• **EXERCISE**: Exactly retype the lines of the material from its first line to the line with "positive clicks: (474, 240)", including both.

• **EXERCISE MATERIAL**:
┌──
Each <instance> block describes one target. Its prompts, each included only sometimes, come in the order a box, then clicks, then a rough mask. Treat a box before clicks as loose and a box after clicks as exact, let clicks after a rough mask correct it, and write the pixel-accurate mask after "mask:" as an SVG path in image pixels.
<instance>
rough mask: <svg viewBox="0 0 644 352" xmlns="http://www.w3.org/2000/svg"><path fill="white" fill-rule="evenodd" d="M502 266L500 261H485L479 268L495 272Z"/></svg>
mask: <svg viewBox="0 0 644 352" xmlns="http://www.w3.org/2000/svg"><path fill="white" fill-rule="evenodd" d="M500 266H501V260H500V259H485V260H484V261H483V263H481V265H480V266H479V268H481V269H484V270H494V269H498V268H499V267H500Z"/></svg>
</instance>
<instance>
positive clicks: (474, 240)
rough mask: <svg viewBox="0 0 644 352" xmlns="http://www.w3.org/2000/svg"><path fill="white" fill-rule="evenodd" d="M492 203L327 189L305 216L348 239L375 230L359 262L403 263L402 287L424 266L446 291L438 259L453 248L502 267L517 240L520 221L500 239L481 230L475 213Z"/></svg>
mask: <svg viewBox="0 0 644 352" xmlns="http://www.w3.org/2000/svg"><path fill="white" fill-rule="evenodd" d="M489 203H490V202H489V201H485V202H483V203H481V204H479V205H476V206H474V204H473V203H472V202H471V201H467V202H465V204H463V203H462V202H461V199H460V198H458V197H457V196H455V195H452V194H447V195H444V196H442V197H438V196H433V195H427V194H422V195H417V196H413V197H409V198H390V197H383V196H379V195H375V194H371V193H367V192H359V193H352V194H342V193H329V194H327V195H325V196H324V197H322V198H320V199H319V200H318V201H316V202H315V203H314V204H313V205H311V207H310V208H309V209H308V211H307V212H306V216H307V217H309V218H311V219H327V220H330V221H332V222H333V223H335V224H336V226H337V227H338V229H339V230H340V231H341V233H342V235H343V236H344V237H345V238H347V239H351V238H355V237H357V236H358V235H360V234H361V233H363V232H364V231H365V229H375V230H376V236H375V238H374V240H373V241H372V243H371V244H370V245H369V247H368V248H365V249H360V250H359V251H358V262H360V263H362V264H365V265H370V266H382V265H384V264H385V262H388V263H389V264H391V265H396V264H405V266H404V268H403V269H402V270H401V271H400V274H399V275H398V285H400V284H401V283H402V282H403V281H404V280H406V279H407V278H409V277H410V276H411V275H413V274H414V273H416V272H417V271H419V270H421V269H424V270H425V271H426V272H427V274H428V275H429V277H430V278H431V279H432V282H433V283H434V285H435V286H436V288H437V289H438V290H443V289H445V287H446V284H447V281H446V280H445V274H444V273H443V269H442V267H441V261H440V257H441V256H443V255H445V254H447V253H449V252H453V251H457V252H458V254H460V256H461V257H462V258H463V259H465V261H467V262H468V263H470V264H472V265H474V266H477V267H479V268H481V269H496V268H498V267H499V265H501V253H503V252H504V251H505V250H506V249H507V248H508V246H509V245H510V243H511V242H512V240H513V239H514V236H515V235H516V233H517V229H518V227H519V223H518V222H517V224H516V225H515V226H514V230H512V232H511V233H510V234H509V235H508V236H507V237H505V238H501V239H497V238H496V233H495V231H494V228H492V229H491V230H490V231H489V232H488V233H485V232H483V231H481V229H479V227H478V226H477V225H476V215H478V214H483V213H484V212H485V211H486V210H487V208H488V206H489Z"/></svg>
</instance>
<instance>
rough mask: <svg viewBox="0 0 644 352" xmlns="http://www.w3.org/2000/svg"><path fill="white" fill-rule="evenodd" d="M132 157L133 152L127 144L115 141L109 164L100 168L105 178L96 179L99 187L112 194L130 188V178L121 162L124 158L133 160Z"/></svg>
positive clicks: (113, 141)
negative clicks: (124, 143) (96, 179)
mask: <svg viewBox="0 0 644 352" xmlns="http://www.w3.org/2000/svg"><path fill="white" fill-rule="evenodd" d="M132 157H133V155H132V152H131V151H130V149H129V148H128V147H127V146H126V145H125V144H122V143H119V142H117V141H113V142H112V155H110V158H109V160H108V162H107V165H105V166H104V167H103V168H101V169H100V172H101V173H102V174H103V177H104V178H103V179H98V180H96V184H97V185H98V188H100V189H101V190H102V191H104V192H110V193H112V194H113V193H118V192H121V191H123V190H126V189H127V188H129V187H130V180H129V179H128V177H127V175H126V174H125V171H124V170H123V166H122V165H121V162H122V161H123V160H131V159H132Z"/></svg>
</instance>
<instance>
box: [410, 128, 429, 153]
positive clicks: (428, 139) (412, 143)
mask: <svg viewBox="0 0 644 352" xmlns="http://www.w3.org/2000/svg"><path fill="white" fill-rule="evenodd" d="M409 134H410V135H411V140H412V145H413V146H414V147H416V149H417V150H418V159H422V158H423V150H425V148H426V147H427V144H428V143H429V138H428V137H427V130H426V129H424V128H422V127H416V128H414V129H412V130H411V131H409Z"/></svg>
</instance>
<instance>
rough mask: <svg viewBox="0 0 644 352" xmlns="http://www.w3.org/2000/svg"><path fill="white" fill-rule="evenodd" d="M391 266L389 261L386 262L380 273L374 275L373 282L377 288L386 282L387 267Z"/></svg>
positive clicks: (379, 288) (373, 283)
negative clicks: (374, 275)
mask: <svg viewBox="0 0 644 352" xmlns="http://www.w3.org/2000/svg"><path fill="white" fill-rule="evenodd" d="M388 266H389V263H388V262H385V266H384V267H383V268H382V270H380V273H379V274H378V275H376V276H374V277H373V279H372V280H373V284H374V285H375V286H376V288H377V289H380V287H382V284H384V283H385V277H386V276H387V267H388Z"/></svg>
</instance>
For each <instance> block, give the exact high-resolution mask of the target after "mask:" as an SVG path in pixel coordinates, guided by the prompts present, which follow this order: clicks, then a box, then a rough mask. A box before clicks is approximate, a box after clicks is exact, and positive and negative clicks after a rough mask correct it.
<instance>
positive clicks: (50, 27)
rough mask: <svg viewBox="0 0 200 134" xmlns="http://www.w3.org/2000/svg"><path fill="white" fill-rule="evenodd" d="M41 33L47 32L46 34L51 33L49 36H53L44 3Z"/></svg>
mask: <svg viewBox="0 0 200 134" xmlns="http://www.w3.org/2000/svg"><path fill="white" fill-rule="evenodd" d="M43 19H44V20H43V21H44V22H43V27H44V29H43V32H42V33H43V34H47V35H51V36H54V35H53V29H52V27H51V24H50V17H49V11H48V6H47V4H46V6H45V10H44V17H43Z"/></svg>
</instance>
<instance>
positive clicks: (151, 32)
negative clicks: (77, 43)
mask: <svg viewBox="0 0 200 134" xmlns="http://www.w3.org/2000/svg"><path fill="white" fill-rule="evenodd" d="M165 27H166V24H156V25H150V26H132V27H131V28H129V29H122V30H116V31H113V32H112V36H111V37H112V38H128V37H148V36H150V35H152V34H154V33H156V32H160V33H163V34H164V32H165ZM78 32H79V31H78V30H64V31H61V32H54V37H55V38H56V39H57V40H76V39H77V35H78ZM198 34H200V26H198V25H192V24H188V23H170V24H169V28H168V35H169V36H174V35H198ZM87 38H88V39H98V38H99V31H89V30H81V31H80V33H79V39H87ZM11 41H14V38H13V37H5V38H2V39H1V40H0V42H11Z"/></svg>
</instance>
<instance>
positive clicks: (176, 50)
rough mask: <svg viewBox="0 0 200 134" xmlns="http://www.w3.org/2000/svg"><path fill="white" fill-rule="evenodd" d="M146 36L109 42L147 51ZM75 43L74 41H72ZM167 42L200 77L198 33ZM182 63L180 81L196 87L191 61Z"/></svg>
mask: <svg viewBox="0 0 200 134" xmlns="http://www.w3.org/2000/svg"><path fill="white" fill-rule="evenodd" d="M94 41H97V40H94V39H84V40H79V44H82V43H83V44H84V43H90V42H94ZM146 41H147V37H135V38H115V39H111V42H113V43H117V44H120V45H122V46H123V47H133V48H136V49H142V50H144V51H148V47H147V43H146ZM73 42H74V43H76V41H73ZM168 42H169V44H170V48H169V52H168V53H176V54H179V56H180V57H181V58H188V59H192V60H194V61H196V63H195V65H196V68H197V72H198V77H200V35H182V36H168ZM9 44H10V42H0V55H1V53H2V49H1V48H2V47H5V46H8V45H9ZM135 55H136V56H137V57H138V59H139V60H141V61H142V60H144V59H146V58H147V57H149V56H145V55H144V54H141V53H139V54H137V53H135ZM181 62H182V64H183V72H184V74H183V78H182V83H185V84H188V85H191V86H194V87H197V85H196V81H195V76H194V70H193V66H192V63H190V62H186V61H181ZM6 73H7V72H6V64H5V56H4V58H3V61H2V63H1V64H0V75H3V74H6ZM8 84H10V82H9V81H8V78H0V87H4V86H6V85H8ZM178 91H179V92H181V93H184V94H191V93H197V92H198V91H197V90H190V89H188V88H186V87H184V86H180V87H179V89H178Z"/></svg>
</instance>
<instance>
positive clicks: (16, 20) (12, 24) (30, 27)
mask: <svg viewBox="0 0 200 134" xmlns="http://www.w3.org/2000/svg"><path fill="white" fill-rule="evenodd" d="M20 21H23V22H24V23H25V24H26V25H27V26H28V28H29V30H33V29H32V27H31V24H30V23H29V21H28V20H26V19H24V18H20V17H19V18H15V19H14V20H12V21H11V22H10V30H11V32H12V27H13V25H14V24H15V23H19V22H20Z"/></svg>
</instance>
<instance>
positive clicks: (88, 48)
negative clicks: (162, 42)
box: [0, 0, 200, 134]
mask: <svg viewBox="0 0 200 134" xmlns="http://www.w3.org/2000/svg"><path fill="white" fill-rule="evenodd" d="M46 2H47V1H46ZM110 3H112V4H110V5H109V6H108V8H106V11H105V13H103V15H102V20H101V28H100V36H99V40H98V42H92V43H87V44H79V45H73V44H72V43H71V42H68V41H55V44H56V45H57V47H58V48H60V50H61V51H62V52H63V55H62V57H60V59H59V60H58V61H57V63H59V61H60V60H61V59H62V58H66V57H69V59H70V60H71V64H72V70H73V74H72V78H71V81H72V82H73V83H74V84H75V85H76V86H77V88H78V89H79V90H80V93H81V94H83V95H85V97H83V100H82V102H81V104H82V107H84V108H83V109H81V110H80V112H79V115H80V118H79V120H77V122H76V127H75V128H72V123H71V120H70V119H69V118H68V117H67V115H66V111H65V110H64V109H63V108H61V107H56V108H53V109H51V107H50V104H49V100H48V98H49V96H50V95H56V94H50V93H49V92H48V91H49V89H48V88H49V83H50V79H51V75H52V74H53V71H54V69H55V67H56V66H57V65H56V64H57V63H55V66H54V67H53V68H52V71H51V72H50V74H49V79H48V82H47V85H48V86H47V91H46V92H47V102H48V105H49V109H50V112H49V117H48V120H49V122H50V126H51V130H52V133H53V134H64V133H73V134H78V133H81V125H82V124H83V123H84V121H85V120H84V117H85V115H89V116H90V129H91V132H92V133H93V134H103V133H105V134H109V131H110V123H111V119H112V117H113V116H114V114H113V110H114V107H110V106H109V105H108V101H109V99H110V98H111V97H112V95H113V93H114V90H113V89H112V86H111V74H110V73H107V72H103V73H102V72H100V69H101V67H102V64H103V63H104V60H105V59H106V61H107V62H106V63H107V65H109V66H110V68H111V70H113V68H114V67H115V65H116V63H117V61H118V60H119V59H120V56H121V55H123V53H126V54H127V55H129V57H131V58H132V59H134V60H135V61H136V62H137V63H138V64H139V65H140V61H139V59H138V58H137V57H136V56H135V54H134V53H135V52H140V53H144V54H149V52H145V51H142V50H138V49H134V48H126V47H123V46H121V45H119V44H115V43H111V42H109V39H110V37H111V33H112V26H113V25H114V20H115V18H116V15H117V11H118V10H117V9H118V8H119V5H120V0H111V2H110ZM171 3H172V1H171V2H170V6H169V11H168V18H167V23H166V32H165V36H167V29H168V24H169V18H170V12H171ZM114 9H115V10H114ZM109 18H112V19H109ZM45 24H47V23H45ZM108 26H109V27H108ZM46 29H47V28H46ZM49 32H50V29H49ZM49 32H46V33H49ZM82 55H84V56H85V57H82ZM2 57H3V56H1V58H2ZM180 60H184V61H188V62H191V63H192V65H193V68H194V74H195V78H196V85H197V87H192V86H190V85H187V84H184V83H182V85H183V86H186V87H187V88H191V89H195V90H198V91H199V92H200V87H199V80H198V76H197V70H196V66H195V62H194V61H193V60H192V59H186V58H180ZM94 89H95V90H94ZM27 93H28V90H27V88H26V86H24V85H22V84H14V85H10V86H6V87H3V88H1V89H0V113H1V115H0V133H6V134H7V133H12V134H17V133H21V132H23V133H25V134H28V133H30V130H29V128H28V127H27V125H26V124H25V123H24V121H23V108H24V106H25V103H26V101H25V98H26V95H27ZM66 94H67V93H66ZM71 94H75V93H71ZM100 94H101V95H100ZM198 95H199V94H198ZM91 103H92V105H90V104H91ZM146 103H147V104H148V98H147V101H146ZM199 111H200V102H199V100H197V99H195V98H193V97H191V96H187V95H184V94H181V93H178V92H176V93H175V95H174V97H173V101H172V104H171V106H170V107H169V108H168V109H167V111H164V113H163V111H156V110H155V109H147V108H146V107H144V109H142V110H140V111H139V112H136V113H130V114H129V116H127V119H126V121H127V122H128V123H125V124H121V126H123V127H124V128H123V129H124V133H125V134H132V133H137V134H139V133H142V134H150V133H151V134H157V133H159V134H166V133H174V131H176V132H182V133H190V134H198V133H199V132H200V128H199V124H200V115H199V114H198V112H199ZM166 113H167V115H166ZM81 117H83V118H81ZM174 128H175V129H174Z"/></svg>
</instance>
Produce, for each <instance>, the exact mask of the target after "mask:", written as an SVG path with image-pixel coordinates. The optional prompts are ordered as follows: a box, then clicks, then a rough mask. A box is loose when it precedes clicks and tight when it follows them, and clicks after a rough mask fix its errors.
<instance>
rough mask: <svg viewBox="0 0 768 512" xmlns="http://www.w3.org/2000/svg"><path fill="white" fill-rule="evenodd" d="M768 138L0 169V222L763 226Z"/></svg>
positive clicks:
└──
• **WRITTEN SOLUTION**:
Each <instance> block describes one target. Its prompts, each included only sometimes, come in the order a box, then clicks, then a rough mask. Treat a box before clicks as loose and a box after clicks as exact, let clicks after a rough mask correct it, and write the pixel-accurate mask after "mask:" as an SVG path in image pixels.
<instance>
rough mask: <svg viewBox="0 0 644 352" xmlns="http://www.w3.org/2000/svg"><path fill="white" fill-rule="evenodd" d="M502 266L500 261H485L479 268L495 272Z"/></svg>
mask: <svg viewBox="0 0 644 352" xmlns="http://www.w3.org/2000/svg"><path fill="white" fill-rule="evenodd" d="M500 266H501V260H500V259H485V260H484V261H483V263H481V265H480V266H479V268H481V269H484V270H494V269H498V268H499V267H500Z"/></svg>
</instance>
<instance>
positive clicks: (474, 240)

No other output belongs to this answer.